[Labeled contour entries]
↓

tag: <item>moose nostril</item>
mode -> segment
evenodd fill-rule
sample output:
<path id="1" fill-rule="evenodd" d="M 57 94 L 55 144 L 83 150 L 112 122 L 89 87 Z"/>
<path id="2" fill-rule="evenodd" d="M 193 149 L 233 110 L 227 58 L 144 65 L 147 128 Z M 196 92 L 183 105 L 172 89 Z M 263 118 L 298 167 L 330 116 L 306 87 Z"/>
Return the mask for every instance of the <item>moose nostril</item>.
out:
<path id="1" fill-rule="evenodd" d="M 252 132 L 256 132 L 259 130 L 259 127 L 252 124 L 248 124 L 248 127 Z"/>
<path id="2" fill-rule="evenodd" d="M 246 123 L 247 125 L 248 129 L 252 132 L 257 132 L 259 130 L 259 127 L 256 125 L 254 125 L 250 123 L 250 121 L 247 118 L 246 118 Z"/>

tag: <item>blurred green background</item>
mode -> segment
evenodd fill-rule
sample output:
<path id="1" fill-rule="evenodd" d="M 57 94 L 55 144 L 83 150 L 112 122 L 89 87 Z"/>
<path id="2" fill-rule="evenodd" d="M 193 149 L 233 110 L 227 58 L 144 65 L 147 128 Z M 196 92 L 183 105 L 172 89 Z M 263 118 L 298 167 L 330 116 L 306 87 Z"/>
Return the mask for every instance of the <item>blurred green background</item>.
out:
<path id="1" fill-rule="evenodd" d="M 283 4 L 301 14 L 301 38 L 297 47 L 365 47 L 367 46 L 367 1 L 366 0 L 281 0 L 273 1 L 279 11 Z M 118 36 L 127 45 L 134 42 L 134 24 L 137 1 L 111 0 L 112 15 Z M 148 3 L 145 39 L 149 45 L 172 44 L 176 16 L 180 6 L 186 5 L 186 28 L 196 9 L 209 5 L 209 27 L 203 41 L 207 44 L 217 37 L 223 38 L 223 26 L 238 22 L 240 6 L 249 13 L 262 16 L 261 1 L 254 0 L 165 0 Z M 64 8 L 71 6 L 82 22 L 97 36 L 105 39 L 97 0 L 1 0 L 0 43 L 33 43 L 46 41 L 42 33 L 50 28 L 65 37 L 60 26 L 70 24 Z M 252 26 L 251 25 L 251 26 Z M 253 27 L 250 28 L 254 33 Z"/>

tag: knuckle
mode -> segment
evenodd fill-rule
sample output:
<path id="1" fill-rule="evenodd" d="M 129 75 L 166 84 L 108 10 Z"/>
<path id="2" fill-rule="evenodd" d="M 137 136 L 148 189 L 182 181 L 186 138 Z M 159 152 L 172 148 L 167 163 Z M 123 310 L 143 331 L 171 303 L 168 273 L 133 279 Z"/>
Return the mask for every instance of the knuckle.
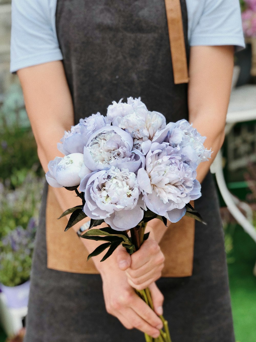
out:
<path id="1" fill-rule="evenodd" d="M 139 330 L 142 329 L 143 324 L 140 320 L 136 320 L 133 323 L 133 326 Z"/>
<path id="2" fill-rule="evenodd" d="M 140 281 L 138 279 L 136 279 L 136 278 L 135 279 L 132 279 L 131 281 L 133 284 L 134 284 L 136 285 L 140 285 Z"/>
<path id="3" fill-rule="evenodd" d="M 113 299 L 111 302 L 111 308 L 114 310 L 120 310 L 122 307 L 122 304 L 121 302 L 121 299 Z M 112 309 L 111 309 L 111 311 L 113 311 Z"/>
<path id="4" fill-rule="evenodd" d="M 165 299 L 165 297 L 163 297 L 163 295 L 162 293 L 160 293 L 159 294 L 159 301 L 161 302 L 161 303 L 162 303 Z"/>
<path id="5" fill-rule="evenodd" d="M 155 254 L 159 251 L 160 248 L 156 241 L 152 240 L 149 249 L 151 253 Z"/>
<path id="6" fill-rule="evenodd" d="M 136 285 L 135 288 L 136 290 L 138 290 L 138 291 L 140 291 L 141 290 L 144 290 L 145 287 L 143 284 L 139 284 L 138 285 Z"/>

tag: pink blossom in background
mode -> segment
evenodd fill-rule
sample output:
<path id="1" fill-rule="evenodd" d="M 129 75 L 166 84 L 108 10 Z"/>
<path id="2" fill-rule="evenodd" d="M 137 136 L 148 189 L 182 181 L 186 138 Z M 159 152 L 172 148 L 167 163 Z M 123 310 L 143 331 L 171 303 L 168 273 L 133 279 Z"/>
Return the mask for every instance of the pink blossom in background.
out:
<path id="1" fill-rule="evenodd" d="M 255 10 L 246 10 L 242 14 L 243 29 L 246 37 L 256 37 L 256 0 L 250 0 L 254 3 Z"/>
<path id="2" fill-rule="evenodd" d="M 256 0 L 245 0 L 245 2 L 249 9 L 256 11 Z"/>

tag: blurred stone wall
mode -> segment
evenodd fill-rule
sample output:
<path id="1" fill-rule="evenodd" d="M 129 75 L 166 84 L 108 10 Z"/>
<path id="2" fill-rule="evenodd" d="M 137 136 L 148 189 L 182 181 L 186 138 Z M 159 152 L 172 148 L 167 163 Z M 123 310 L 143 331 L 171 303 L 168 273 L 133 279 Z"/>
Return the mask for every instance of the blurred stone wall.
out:
<path id="1" fill-rule="evenodd" d="M 0 101 L 10 84 L 17 82 L 17 77 L 9 71 L 11 3 L 11 0 L 0 0 Z"/>

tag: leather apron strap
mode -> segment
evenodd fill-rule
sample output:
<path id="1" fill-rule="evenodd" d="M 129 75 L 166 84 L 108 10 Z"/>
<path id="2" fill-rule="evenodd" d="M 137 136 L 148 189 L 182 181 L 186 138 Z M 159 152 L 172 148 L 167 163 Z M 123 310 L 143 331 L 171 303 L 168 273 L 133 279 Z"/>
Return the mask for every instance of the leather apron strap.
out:
<path id="1" fill-rule="evenodd" d="M 165 0 L 172 61 L 174 83 L 189 80 L 181 8 L 180 0 Z"/>
<path id="2" fill-rule="evenodd" d="M 188 77 L 180 1 L 165 1 L 174 83 L 186 83 Z M 46 213 L 47 267 L 71 273 L 98 273 L 93 258 L 86 261 L 88 252 L 74 230 L 64 232 L 66 218 L 57 220 L 62 213 L 53 189 L 49 186 Z M 162 276 L 192 275 L 195 228 L 195 220 L 184 216 L 167 230 L 159 244 L 165 256 Z"/>

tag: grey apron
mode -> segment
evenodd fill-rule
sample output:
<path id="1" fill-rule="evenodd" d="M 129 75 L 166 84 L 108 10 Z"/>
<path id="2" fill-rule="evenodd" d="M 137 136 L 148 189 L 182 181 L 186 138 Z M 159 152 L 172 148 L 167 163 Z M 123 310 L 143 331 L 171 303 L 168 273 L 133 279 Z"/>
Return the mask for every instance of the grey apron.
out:
<path id="1" fill-rule="evenodd" d="M 181 0 L 187 32 L 185 0 Z M 111 102 L 141 96 L 167 121 L 188 118 L 187 86 L 174 85 L 164 0 L 58 0 L 56 24 L 75 122 Z M 187 35 L 185 34 L 185 37 Z M 187 53 L 188 47 L 186 41 Z M 47 267 L 43 194 L 31 277 L 25 342 L 143 341 L 105 309 L 100 276 Z M 162 278 L 165 316 L 173 342 L 234 342 L 223 233 L 209 174 L 195 206 L 193 274 Z"/>

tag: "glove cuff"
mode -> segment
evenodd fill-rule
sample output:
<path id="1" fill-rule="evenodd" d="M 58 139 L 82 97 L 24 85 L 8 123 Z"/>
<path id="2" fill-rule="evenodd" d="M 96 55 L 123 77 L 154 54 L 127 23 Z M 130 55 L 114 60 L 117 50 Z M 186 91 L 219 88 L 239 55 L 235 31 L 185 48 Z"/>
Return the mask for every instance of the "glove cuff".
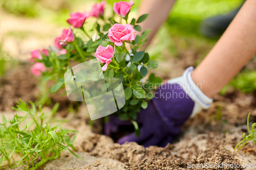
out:
<path id="1" fill-rule="evenodd" d="M 212 103 L 212 99 L 209 98 L 200 89 L 202 84 L 196 85 L 191 77 L 191 73 L 194 67 L 190 66 L 184 72 L 182 76 L 173 79 L 168 81 L 169 83 L 178 83 L 195 102 L 195 106 L 193 110 L 193 117 L 202 109 L 206 109 L 210 107 Z"/>

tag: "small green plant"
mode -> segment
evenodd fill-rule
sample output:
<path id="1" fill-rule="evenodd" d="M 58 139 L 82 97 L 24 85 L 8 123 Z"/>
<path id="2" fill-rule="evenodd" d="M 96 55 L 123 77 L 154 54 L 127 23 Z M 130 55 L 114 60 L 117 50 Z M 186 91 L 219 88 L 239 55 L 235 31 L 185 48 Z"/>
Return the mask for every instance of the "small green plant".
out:
<path id="1" fill-rule="evenodd" d="M 242 136 L 243 137 L 243 140 L 238 143 L 238 144 L 234 147 L 234 152 L 236 151 L 237 148 L 239 146 L 238 152 L 245 144 L 249 140 L 251 140 L 254 143 L 255 148 L 256 148 L 256 130 L 254 130 L 254 127 L 256 125 L 256 123 L 253 123 L 251 125 L 251 129 L 249 128 L 249 118 L 250 117 L 250 115 L 251 113 L 249 113 L 247 117 L 247 129 L 248 135 L 245 136 L 245 133 L 244 133 Z"/>
<path id="2" fill-rule="evenodd" d="M 236 76 L 220 91 L 224 94 L 230 87 L 238 89 L 244 93 L 251 93 L 256 91 L 256 71 L 246 70 Z"/>
<path id="3" fill-rule="evenodd" d="M 35 169 L 48 161 L 59 158 L 60 152 L 67 150 L 81 158 L 70 149 L 75 150 L 73 142 L 77 131 L 63 129 L 60 123 L 50 125 L 50 120 L 57 111 L 58 103 L 55 104 L 51 112 L 45 113 L 41 106 L 37 109 L 33 102 L 29 103 L 31 108 L 20 100 L 20 102 L 17 102 L 17 108 L 13 108 L 27 112 L 24 116 L 16 114 L 12 119 L 7 120 L 2 114 L 3 123 L 0 124 L 0 166 L 3 161 L 6 161 L 11 168 L 22 165 L 24 169 Z M 72 138 L 68 135 L 71 133 L 75 133 Z M 20 156 L 17 161 L 14 160 L 15 154 Z"/>

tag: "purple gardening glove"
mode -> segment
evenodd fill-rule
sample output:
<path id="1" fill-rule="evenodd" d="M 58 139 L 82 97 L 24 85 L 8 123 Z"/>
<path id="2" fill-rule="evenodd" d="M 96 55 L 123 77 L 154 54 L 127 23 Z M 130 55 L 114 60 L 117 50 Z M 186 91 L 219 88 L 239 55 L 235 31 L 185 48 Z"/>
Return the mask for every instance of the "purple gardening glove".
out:
<path id="1" fill-rule="evenodd" d="M 140 136 L 133 133 L 121 138 L 117 142 L 134 141 L 145 147 L 156 145 L 164 147 L 172 142 L 189 116 L 202 109 L 208 108 L 212 100 L 193 82 L 193 67 L 189 67 L 182 76 L 162 85 L 148 102 L 147 108 L 138 113 L 136 122 L 141 125 Z M 116 132 L 118 127 L 130 124 L 129 121 L 110 116 L 105 126 L 105 134 L 109 135 L 111 131 Z"/>

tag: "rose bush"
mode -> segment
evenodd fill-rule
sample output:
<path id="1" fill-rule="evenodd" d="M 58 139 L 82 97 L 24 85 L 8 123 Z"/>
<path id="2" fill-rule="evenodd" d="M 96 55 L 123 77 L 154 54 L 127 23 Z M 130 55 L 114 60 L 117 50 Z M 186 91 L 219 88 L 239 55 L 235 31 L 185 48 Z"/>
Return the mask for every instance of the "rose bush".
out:
<path id="1" fill-rule="evenodd" d="M 115 3 L 115 12 L 108 19 L 103 16 L 104 2 L 93 7 L 90 17 L 86 12 L 72 13 L 67 20 L 71 25 L 69 28 L 63 30 L 62 34 L 55 39 L 54 45 L 47 51 L 31 52 L 30 60 L 38 62 L 31 68 L 33 74 L 41 76 L 42 82 L 56 82 L 48 90 L 49 93 L 54 93 L 64 88 L 64 74 L 71 68 L 71 63 L 82 63 L 97 58 L 104 77 L 117 77 L 122 81 L 126 102 L 114 114 L 121 120 L 132 121 L 138 130 L 134 121 L 137 113 L 142 108 L 146 108 L 147 101 L 153 97 L 151 92 L 162 80 L 154 74 L 146 77 L 148 69 L 157 68 L 158 62 L 151 60 L 147 53 L 140 51 L 147 40 L 149 30 L 136 35 L 136 33 L 141 31 L 137 23 L 146 19 L 147 14 L 141 15 L 138 19 L 129 18 L 133 4 L 132 1 L 129 3 Z M 87 25 L 88 21 L 85 22 L 86 19 L 92 16 L 98 17 L 97 21 L 94 24 Z M 125 43 L 130 46 L 130 51 L 126 49 Z M 43 101 L 41 104 L 45 101 L 40 100 Z"/>

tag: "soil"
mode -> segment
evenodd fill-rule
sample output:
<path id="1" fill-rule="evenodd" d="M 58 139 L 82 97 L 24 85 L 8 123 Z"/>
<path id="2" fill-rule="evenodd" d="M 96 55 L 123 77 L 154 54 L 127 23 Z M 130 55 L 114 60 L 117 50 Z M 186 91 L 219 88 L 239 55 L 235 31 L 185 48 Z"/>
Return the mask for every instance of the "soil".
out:
<path id="1" fill-rule="evenodd" d="M 167 80 L 181 75 L 186 67 L 196 65 L 191 58 L 195 58 L 196 55 L 192 53 L 180 58 L 169 59 L 172 67 L 179 68 L 177 72 L 166 74 L 160 71 L 156 76 Z M 166 62 L 160 62 L 160 65 L 161 69 L 170 69 Z M 36 79 L 30 74 L 30 66 L 23 64 L 0 79 L 0 110 L 7 117 L 14 114 L 10 108 L 15 106 L 17 100 L 34 101 L 35 94 L 39 93 Z M 110 137 L 99 134 L 103 131 L 102 120 L 89 126 L 90 119 L 84 104 L 79 104 L 75 113 L 69 113 L 67 106 L 73 104 L 66 96 L 57 95 L 51 97 L 52 103 L 57 101 L 60 103 L 60 110 L 56 114 L 56 118 L 69 120 L 64 128 L 79 132 L 75 146 L 78 151 L 77 154 L 83 159 L 78 159 L 65 152 L 60 159 L 48 163 L 45 169 L 190 169 L 189 165 L 201 164 L 202 166 L 205 162 L 208 165 L 254 164 L 254 168 L 251 169 L 256 166 L 256 152 L 252 142 L 249 142 L 239 152 L 233 152 L 233 148 L 242 138 L 243 133 L 247 133 L 246 119 L 249 112 L 251 113 L 250 123 L 256 122 L 256 100 L 253 94 L 244 94 L 231 89 L 224 96 L 217 95 L 209 109 L 201 111 L 186 122 L 174 143 L 164 148 L 147 148 L 135 142 L 120 145 Z M 237 165 L 235 167 L 200 166 L 195 169 L 246 168 Z"/>

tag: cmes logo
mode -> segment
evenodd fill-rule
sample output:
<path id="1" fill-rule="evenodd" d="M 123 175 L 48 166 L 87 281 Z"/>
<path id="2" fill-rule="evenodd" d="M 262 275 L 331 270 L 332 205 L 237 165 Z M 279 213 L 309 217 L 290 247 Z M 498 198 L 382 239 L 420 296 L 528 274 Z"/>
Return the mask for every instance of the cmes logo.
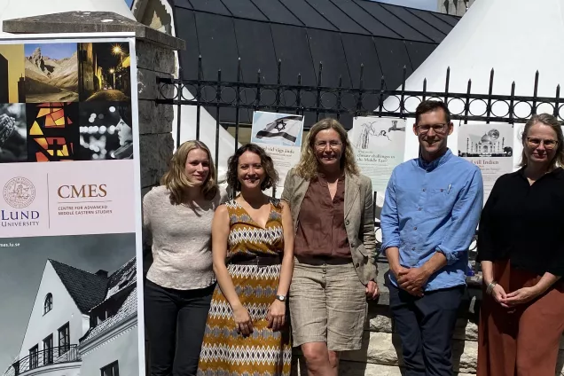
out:
<path id="1" fill-rule="evenodd" d="M 14 208 L 28 207 L 35 198 L 35 187 L 29 179 L 13 177 L 4 186 L 4 200 Z"/>
<path id="2" fill-rule="evenodd" d="M 61 185 L 57 194 L 61 199 L 94 199 L 107 195 L 106 184 Z"/>

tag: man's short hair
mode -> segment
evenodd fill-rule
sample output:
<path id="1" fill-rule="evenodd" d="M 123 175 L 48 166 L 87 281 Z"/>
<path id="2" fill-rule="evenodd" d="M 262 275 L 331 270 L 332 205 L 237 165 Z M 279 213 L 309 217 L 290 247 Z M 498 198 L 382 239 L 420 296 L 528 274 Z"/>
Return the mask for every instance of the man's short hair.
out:
<path id="1" fill-rule="evenodd" d="M 415 124 L 419 122 L 419 119 L 423 114 L 430 113 L 438 108 L 442 108 L 444 111 L 444 116 L 447 123 L 450 122 L 450 111 L 449 107 L 442 100 L 424 100 L 419 103 L 419 106 L 415 109 Z"/>

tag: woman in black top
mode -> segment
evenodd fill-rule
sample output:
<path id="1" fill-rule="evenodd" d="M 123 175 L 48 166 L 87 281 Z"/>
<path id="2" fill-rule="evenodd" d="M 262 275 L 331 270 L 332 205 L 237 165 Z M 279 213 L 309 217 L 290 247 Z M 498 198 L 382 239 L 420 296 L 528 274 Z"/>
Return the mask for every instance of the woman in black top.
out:
<path id="1" fill-rule="evenodd" d="M 564 332 L 564 139 L 534 115 L 521 169 L 500 176 L 482 214 L 484 294 L 478 376 L 553 376 Z"/>

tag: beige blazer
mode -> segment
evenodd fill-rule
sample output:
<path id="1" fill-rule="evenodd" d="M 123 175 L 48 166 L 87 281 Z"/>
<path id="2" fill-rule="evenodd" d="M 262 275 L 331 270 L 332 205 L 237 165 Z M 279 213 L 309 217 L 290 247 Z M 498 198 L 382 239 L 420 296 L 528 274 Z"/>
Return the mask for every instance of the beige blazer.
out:
<path id="1" fill-rule="evenodd" d="M 309 181 L 292 168 L 286 176 L 281 199 L 290 206 L 294 233 L 298 229 L 298 215 Z M 350 244 L 353 264 L 360 281 L 366 286 L 376 280 L 376 236 L 374 234 L 372 183 L 364 175 L 345 175 L 345 228 Z"/>

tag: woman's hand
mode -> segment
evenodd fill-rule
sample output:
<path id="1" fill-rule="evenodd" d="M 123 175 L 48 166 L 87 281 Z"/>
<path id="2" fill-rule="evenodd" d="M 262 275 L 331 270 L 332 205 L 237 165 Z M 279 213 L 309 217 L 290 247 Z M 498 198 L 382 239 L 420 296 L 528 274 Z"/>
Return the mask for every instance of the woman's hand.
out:
<path id="1" fill-rule="evenodd" d="M 537 288 L 522 287 L 519 290 L 513 291 L 513 293 L 507 294 L 502 302 L 507 306 L 515 306 L 530 302 L 538 295 L 539 294 Z"/>
<path id="2" fill-rule="evenodd" d="M 378 284 L 373 280 L 368 281 L 368 285 L 366 285 L 366 298 L 376 299 L 378 295 L 380 295 Z"/>
<path id="3" fill-rule="evenodd" d="M 253 333 L 253 321 L 247 309 L 241 305 L 233 309 L 233 319 L 237 325 L 237 332 L 247 336 Z"/>
<path id="4" fill-rule="evenodd" d="M 509 306 L 504 302 L 504 300 L 507 297 L 507 294 L 501 286 L 494 286 L 490 294 L 491 297 L 494 298 L 494 301 L 497 302 L 502 307 L 509 308 Z"/>
<path id="5" fill-rule="evenodd" d="M 278 299 L 275 300 L 269 308 L 266 320 L 269 322 L 268 327 L 273 332 L 282 329 L 286 322 L 286 304 Z"/>

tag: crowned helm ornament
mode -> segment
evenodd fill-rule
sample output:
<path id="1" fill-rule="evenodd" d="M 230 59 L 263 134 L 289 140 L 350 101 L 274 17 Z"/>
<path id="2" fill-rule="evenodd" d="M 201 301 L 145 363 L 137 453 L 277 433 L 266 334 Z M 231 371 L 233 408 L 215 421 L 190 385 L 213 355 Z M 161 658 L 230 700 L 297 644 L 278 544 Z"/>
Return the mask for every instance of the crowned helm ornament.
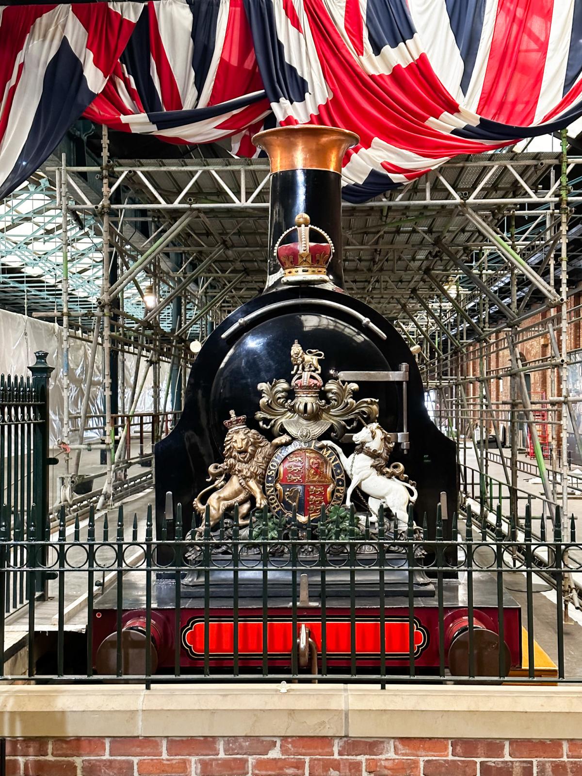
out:
<path id="1" fill-rule="evenodd" d="M 295 227 L 284 231 L 275 246 L 275 255 L 282 268 L 285 283 L 330 282 L 327 268 L 334 253 L 334 244 L 324 231 L 310 226 L 310 223 L 307 213 L 300 213 L 295 217 Z M 325 242 L 310 242 L 311 230 L 318 232 Z M 282 245 L 283 239 L 295 230 L 297 241 Z"/>
<path id="2" fill-rule="evenodd" d="M 275 379 L 257 386 L 262 397 L 260 411 L 255 417 L 262 428 L 275 434 L 284 428 L 295 439 L 310 442 L 319 438 L 330 426 L 332 435 L 339 439 L 358 424 L 376 419 L 378 400 L 356 400 L 355 383 L 331 379 L 324 383 L 320 362 L 324 358 L 320 350 L 304 351 L 295 341 L 291 346 L 294 373 L 291 383 Z M 289 397 L 291 392 L 293 395 Z"/>
<path id="3" fill-rule="evenodd" d="M 223 422 L 229 431 L 234 431 L 237 428 L 246 428 L 247 416 L 237 415 L 234 410 L 230 410 L 230 417 Z"/>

↑

■ **EXERCISE**: Reproduce verbatim every line of the entries from the one containing "tag: woman in black top" down to the one containing "564 332 L 564", including both of those lines.

■ **CORRECT RESULT**:
tag: woman in black top
mode -> segment
evenodd fill-rule
sample output:
<path id="1" fill-rule="evenodd" d="M 123 175 L 48 166 L 87 281 Z"/>
<path id="2" fill-rule="evenodd" d="M 262 275 L 331 270 L 332 205 L 237 165 Z M 279 213 L 309 217 L 290 247 Z M 498 198 L 382 239 L 420 296 L 528 274 Z"/>
Return the mask for every instance of the woman in black top.
out:
<path id="1" fill-rule="evenodd" d="M 564 332 L 564 139 L 534 115 L 521 169 L 500 176 L 482 214 L 484 294 L 478 376 L 553 376 Z"/>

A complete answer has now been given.